## WORK ORDER 1
According to the Seulo passage below, how much more likely than the average Italian is a person born in Seulo to live to 100?
## WORK ORDER 2
Please print the part of the Seulo passage below between "Genealogist Pino Ledda" and "and personal stories.", inclusive.

## PASSAGE FOR REVIEW
Seulo, located between Barbagia and Ogliastra, is a true factory for centenarians – a record on the island of records. It is suffice to point out that a person born here is statistically ten times more likely to live to 100 than the average Italian.
Genealogist Pino Ledda is currently creating family trees of all the Seulesi (people from Seulo) by studying their origins, habits and personal stories.
The project is called Per non perdere la memoria (‘So as not to forget’). Ledda is drawing on his experience gained at SharDna, a company founded by Renato Soru which has collected personal, clinical and genealogical data from 80% of the inhabitants of eight districts in the Sardinian Blue Zone for 11 years (it has been sold to the San Raffaele Foundation).
Discoveries are at times unusually surprising. Just think that Seulo is amongst those towns with the highest number of graduates in relation to the town population. According to Ledda, the study of isolated populations is a modern and valuable tool for research into the genetic basis of complex illnesses such as diabetes, hypertension and osteoporosis. This is because in these populations it is possible to register – along with geographical and linguistic isolation – a high rate of inbreeding associated with very little migration and emigration.
It is well known that the area in question is a very special genetic park. Mario Pirastu, director of the Institute of population genetics of Italy’s National Research Council (CNR), has confirmed that ancient populations here – and often ones with an ancestor in common – have lived isolated for centuries. These men and women have lived in a harsh, but unpolluted climate and fed themselves on what nature has to offer. In essence, their lives have been characterised by hard work and intense physical activity but little emotional stress.
The Sardinian town has also aroused curiosity on an international scale. Great interest has been manifested by Fort Worth, the county seat of Tarrant County in Texas (USA), in the lifestyle of its inhabitants and it appears that negotiations are underway for a twinning project.

## ENTRIES PROVIDED

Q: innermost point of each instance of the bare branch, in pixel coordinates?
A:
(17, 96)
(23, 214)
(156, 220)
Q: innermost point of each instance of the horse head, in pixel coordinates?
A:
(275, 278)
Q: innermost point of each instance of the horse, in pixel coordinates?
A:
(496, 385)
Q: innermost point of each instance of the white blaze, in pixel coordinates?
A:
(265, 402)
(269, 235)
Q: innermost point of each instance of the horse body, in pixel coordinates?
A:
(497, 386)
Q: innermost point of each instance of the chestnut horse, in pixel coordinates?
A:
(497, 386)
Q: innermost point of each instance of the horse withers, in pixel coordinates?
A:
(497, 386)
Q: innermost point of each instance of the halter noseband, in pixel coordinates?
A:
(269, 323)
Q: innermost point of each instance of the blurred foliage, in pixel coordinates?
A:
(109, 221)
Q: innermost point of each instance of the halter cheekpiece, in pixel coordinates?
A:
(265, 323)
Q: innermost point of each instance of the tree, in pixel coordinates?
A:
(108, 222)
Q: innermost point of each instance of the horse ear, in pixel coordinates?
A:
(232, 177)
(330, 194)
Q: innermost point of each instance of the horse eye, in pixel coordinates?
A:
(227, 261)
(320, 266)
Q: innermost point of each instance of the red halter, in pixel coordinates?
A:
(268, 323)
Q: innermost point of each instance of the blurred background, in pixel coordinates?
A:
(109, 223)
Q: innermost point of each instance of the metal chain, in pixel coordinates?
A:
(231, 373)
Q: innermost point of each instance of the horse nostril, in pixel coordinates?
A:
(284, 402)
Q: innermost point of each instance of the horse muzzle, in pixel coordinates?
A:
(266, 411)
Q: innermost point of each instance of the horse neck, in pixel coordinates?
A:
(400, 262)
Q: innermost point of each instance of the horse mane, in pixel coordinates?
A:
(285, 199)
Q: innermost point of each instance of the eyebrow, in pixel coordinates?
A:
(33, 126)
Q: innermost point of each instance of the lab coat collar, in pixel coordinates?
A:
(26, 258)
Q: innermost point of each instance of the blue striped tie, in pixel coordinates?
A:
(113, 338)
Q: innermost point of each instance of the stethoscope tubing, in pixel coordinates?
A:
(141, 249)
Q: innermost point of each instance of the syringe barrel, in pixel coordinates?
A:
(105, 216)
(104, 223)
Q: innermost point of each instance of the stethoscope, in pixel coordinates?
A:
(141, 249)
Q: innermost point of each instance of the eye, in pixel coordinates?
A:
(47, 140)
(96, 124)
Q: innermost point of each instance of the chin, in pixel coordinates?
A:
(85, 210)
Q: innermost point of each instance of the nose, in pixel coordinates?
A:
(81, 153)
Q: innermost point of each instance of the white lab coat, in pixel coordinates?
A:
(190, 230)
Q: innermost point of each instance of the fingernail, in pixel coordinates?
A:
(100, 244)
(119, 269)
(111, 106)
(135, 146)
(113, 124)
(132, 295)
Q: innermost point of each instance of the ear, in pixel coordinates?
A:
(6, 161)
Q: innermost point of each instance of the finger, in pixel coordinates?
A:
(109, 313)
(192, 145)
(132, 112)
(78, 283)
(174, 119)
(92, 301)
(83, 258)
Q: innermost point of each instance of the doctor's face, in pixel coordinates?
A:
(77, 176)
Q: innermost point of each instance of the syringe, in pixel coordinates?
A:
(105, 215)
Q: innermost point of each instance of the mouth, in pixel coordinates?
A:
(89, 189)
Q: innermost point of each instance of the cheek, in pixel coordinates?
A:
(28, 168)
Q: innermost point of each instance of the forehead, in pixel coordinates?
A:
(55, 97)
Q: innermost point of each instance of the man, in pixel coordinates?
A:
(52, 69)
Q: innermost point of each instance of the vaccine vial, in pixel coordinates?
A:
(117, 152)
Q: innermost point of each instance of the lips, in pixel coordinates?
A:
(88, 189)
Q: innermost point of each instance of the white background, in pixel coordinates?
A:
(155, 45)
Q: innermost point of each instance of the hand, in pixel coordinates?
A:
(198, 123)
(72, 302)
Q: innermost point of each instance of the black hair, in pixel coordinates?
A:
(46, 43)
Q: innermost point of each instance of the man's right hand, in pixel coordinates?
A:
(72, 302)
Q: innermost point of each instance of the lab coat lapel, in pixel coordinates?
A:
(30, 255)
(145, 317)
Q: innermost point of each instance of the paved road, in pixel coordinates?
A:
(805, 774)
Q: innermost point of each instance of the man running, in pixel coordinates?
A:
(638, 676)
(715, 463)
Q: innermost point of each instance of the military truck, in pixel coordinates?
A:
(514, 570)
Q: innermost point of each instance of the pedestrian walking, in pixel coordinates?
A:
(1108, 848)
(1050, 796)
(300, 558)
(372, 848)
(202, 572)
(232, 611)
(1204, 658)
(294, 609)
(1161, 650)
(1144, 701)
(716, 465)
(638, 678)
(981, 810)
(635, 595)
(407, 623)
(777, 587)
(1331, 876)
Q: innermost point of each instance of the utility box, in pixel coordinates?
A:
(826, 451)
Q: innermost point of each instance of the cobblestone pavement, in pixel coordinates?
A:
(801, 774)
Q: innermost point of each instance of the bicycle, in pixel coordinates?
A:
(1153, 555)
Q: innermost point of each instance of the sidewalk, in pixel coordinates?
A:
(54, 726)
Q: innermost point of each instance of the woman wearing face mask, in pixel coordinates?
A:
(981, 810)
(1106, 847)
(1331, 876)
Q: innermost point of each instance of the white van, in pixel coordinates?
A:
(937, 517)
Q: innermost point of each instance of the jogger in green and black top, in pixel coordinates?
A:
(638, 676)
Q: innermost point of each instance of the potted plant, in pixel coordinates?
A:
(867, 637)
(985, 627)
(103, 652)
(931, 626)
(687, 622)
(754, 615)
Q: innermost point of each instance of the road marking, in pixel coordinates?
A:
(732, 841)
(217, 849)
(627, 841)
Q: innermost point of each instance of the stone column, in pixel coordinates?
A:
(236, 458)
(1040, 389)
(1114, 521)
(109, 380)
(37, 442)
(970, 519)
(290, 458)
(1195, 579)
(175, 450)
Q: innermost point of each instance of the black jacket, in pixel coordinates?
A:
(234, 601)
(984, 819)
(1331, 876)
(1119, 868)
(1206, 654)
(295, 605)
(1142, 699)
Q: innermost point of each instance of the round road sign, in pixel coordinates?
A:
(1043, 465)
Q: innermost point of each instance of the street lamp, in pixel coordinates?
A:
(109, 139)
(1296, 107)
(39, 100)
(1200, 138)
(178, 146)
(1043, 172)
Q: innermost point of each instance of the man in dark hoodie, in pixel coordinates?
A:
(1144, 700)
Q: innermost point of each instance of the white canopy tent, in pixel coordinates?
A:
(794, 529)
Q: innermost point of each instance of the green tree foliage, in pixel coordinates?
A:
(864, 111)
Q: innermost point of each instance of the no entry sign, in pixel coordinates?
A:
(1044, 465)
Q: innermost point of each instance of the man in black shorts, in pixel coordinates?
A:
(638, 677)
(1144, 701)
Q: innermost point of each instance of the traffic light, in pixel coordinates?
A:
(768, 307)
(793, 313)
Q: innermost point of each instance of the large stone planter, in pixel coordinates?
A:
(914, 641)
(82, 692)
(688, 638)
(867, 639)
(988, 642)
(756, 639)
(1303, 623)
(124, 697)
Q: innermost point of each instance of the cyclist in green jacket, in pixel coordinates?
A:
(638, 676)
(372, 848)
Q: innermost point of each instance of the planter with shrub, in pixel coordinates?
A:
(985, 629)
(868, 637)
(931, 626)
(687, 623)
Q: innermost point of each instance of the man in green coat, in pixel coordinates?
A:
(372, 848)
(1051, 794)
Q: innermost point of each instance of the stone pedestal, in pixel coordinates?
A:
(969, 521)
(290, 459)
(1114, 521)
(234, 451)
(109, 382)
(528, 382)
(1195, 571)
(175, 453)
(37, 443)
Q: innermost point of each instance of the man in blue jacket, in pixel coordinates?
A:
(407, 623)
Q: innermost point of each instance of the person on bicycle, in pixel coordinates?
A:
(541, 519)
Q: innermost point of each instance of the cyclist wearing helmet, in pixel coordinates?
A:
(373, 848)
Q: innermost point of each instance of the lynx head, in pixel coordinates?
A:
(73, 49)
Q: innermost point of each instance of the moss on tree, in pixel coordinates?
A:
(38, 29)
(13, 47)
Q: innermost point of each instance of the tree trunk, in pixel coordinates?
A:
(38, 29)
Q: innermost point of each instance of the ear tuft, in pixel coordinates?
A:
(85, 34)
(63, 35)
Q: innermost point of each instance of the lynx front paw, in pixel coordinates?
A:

## YOUR SOLUTION 1
Statistically ten times more likely.

## YOUR SOLUTION 2
Genealogist Pino Ledda is currently creating family trees of all the Seulesi (people from Seulo) by studying their origins, habits and personal stories.